### Exercise objective
Search each line below for the word "prompts" and list those that contain it.

### Dataset excerpts
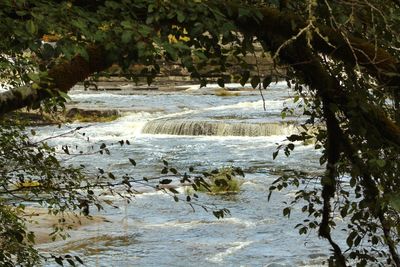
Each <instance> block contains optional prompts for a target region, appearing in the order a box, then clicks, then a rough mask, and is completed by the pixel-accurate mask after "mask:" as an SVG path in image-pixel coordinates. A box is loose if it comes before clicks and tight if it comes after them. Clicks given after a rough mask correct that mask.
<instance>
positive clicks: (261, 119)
mask: <svg viewBox="0 0 400 267" xmlns="http://www.w3.org/2000/svg"><path fill="white" fill-rule="evenodd" d="M231 86H232V87H235V86H236V87H237V86H238V85H231ZM214 91H215V88H214V87H212V86H210V87H208V88H202V89H199V88H198V86H191V87H189V88H188V89H187V90H181V91H174V92H158V91H129V93H127V92H124V93H121V92H110V91H84V90H82V89H81V88H79V87H78V88H76V89H74V90H73V91H72V92H71V100H72V101H73V103H74V105H76V106H77V107H80V108H95V109H118V110H120V112H122V114H123V115H122V116H121V117H120V118H119V119H117V120H115V121H112V122H106V123H92V124H87V123H72V124H69V125H66V126H63V127H61V128H57V127H54V126H45V127H40V128H38V129H37V132H38V136H40V137H46V136H51V135H57V134H60V133H63V132H66V131H68V129H74V128H76V127H80V126H84V128H83V129H81V130H80V131H79V133H75V134H70V135H65V136H63V137H59V138H57V139H52V140H50V141H49V142H50V143H52V144H53V145H56V146H59V147H61V145H62V144H69V145H71V147H73V146H75V145H76V146H78V150H84V151H90V148H91V147H92V146H93V147H96V146H97V147H98V146H99V144H102V143H105V144H107V147H108V149H109V150H110V155H99V154H95V155H88V156H80V157H73V158H71V157H69V158H66V159H65V161H66V163H68V164H69V163H71V164H84V165H86V166H87V168H88V169H92V170H95V169H96V168H102V169H104V170H105V171H112V172H113V173H115V174H116V175H122V174H124V173H128V174H130V175H132V176H134V177H138V178H141V177H143V176H146V177H152V176H157V175H159V174H160V171H161V170H162V168H163V160H166V161H168V163H169V164H170V166H173V167H174V168H176V169H178V170H187V169H188V168H189V166H193V167H194V169H195V170H197V171H206V170H211V169H214V168H221V167H227V166H235V167H240V168H242V169H243V171H244V173H245V178H244V183H243V184H242V186H241V190H240V192H239V193H237V194H230V195H217V196H215V195H208V194H202V193H200V194H199V196H200V200H199V201H200V202H202V203H207V204H209V205H215V206H216V207H218V208H228V209H229V210H230V212H231V215H230V216H227V217H225V218H223V219H217V218H215V217H214V216H213V215H212V213H210V212H206V211H204V210H203V209H201V208H196V210H195V211H193V210H192V208H191V207H189V206H188V205H187V204H185V203H184V202H182V201H180V202H175V201H174V199H173V198H172V197H171V196H169V195H166V194H165V193H163V192H161V191H154V190H146V189H145V188H144V187H143V188H140V186H139V187H138V189H140V190H142V192H143V193H141V194H137V195H136V196H135V197H134V198H133V200H132V202H131V203H129V204H128V203H126V201H124V200H121V199H119V198H118V197H112V196H108V198H109V199H112V200H113V201H114V204H115V205H116V206H117V207H118V208H112V207H108V206H106V207H105V210H104V211H101V212H100V213H99V215H101V216H103V217H105V218H106V219H107V221H109V222H104V223H97V224H93V225H90V226H86V227H83V228H81V229H79V230H76V231H73V232H72V234H71V238H69V239H67V240H65V241H58V242H55V243H51V244H44V245H41V246H39V248H40V249H41V250H43V251H49V252H62V253H70V254H73V255H79V256H80V257H81V258H82V259H83V260H84V261H85V263H86V265H87V266H269V267H273V266H274V267H277V266H321V265H323V261H324V259H326V258H327V257H328V255H329V254H330V251H329V245H328V243H327V242H325V241H324V240H320V239H318V238H317V237H316V236H317V234H316V233H311V234H310V235H302V236H300V235H299V234H298V230H297V229H294V226H295V225H296V224H298V223H300V222H302V220H303V219H304V218H305V217H306V214H302V213H301V212H300V211H297V210H296V209H294V210H293V211H292V214H291V217H290V219H287V218H286V217H283V216H282V209H283V208H284V207H285V204H284V203H283V201H288V200H290V199H291V198H293V193H292V192H291V191H290V190H289V191H285V192H283V193H274V194H273V195H272V198H271V200H270V201H269V202H268V200H267V196H268V193H269V191H268V188H269V186H270V185H271V183H272V182H273V181H274V180H275V179H277V178H278V177H279V175H280V174H282V173H283V172H291V171H294V170H299V171H300V170H301V171H306V172H307V173H309V174H315V173H319V172H321V167H320V166H319V163H318V162H319V161H318V159H319V153H318V151H315V150H314V148H313V146H312V145H302V144H298V146H297V147H296V149H295V150H294V151H293V152H292V155H291V156H290V157H286V156H284V155H283V154H282V153H281V154H280V155H279V156H278V157H277V158H276V159H275V160H273V159H272V153H273V152H274V151H275V150H276V147H277V144H280V143H282V142H285V136H286V135H288V134H290V133H292V132H295V131H296V127H295V126H294V125H295V124H296V123H298V122H299V121H301V120H302V119H301V117H297V116H292V117H287V118H285V120H282V118H281V114H280V112H281V110H282V108H284V107H291V106H293V105H294V104H293V98H292V93H291V91H290V90H289V89H288V88H287V87H286V83H277V84H274V85H271V87H270V88H268V90H266V91H264V97H265V102H264V103H263V100H262V98H261V96H260V93H259V92H258V91H256V90H245V91H240V95H239V96H229V97H228V96H225V97H223V96H218V95H216V94H214ZM264 104H265V107H266V109H265V110H264V108H263V105H264ZM120 140H129V143H130V144H129V145H123V146H121V145H120V144H119V143H118V141H120ZM128 158H132V159H134V160H135V161H136V163H137V166H135V167H134V166H132V164H130V162H129V161H128ZM96 213H97V212H96V211H95V210H94V209H93V214H96ZM48 266H51V264H50V263H48Z"/></svg>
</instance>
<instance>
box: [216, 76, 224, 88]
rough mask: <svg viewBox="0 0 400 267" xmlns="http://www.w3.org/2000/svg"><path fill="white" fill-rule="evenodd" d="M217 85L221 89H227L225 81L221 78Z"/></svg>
mask: <svg viewBox="0 0 400 267" xmlns="http://www.w3.org/2000/svg"><path fill="white" fill-rule="evenodd" d="M217 84H218V85H219V87H222V88H223V87H225V81H224V79H223V78H219V79H218V80H217Z"/></svg>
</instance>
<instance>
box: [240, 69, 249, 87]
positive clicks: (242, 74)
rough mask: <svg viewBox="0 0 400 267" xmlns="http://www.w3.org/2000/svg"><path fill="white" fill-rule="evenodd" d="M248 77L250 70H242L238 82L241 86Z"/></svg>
mask: <svg viewBox="0 0 400 267" xmlns="http://www.w3.org/2000/svg"><path fill="white" fill-rule="evenodd" d="M249 78H250V72H249V71H245V72H243V74H242V78H241V79H240V81H239V82H240V84H241V85H242V86H244V85H245V84H246V82H247V81H248V80H249Z"/></svg>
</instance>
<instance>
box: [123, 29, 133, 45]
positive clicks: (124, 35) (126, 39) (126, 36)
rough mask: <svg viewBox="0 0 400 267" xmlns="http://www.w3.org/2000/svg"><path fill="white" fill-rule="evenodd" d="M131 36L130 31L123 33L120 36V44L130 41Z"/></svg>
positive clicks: (132, 33) (123, 32)
mask: <svg viewBox="0 0 400 267" xmlns="http://www.w3.org/2000/svg"><path fill="white" fill-rule="evenodd" d="M132 35H133V32H132V31H124V32H123V33H122V36H121V41H122V43H124V44H127V43H129V42H130V41H131V40H132Z"/></svg>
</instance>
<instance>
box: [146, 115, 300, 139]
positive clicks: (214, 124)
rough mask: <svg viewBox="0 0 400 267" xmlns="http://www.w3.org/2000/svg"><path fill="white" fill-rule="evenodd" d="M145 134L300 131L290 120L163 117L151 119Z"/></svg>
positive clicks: (242, 134) (282, 131)
mask: <svg viewBox="0 0 400 267" xmlns="http://www.w3.org/2000/svg"><path fill="white" fill-rule="evenodd" d="M142 133H144V134H168V135H193V136H198V135H205V136H250V137H257V136H271V135H290V134H294V133H298V129H297V126H296V125H295V124H294V123H288V122H260V123H245V122H240V121H233V122H226V121H224V122H222V121H213V120H190V119H176V118H172V119H171V118H163V119H156V120H153V121H149V122H147V123H146V125H145V126H144V128H143V130H142Z"/></svg>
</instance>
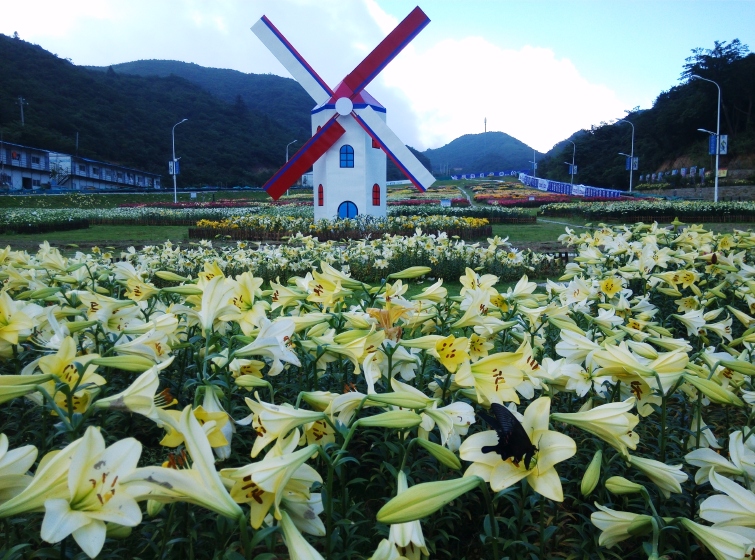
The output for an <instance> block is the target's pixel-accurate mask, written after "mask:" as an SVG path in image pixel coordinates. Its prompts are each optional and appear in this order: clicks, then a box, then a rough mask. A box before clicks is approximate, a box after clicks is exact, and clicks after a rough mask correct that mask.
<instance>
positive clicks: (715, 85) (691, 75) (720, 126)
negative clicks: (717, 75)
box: [690, 74, 721, 202]
mask: <svg viewBox="0 0 755 560" xmlns="http://www.w3.org/2000/svg"><path fill="white" fill-rule="evenodd" d="M692 78H697V79H698V80H703V81H704V82H710V83H711V84H713V85H714V86H716V87H717V88H718V111H717V113H716V175H715V176H714V177H713V202H718V156H719V154H720V153H721V86H719V85H718V84H717V83H716V82H714V81H713V80H709V79H708V78H703V77H702V76H698V75H697V74H692V75H691V76H690V79H692ZM698 130H701V129H698ZM705 132H708V131H707V130H706V131H705Z"/></svg>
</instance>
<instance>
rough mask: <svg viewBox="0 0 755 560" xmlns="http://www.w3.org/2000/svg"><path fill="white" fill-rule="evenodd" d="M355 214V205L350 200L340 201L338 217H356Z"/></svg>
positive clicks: (356, 210) (356, 206)
mask: <svg viewBox="0 0 755 560" xmlns="http://www.w3.org/2000/svg"><path fill="white" fill-rule="evenodd" d="M357 214H359V211H358V210H357V205H356V204H354V203H353V202H351V201H350V200H347V201H346V202H342V203H341V204H339V206H338V217H339V218H356V216H357Z"/></svg>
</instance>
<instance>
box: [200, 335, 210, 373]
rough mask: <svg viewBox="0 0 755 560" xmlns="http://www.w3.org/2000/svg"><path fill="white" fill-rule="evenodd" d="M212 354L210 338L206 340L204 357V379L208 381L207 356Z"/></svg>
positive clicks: (204, 347)
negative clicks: (211, 353) (210, 343)
mask: <svg viewBox="0 0 755 560" xmlns="http://www.w3.org/2000/svg"><path fill="white" fill-rule="evenodd" d="M209 352H210V337H209V336H206V337H205V339H204V356H203V358H202V379H203V380H205V379H207V361H208V360H207V354H209Z"/></svg>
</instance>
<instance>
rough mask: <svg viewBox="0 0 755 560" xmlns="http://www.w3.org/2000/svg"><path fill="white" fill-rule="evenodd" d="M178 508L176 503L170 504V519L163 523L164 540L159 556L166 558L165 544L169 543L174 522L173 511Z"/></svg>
mask: <svg viewBox="0 0 755 560" xmlns="http://www.w3.org/2000/svg"><path fill="white" fill-rule="evenodd" d="M175 510H176V504H175V503H172V504H170V511H169V512H168V521H167V523H166V524H165V525H163V542H162V543H161V544H160V554H159V555H158V558H165V545H166V544H167V543H168V536H169V535H170V526H171V524H172V523H173V512H174V511H175Z"/></svg>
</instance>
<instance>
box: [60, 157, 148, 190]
mask: <svg viewBox="0 0 755 560" xmlns="http://www.w3.org/2000/svg"><path fill="white" fill-rule="evenodd" d="M50 173H51V177H52V185H53V186H57V187H60V188H67V189H72V190H79V191H80V190H94V189H97V190H101V189H105V190H107V189H111V190H117V189H119V188H124V187H126V188H135V189H159V188H160V175H158V174H156V173H148V172H147V171H140V170H139V169H132V168H130V167H122V166H120V165H114V164H112V163H105V162H102V161H96V160H93V159H88V158H83V157H79V156H72V155H69V154H60V153H57V152H50Z"/></svg>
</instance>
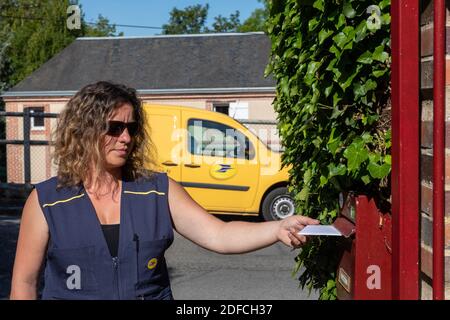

### Written solution
Each <instance> block contains optional prompts for a target region, appearing in the order a box, then clicks, then a rough mask, and is completed by the pixel-accurate mask after "mask:" as an SVG path in image-pixel coordinates. A box is loose if it comes before clicks and tight if it comes after them. Clicks given after a rough mask correct that mask.
The output for an <instance> block is the target's pixel-accurate mask, written after "mask:" as an SVG path in image pixel coordinates. Its prompts are each optional and appear in this order: clicks, then a box, then a rough mask. A box before clicks is approximate, a box after clicks is exact, and clicks after a rough mask correct that mask.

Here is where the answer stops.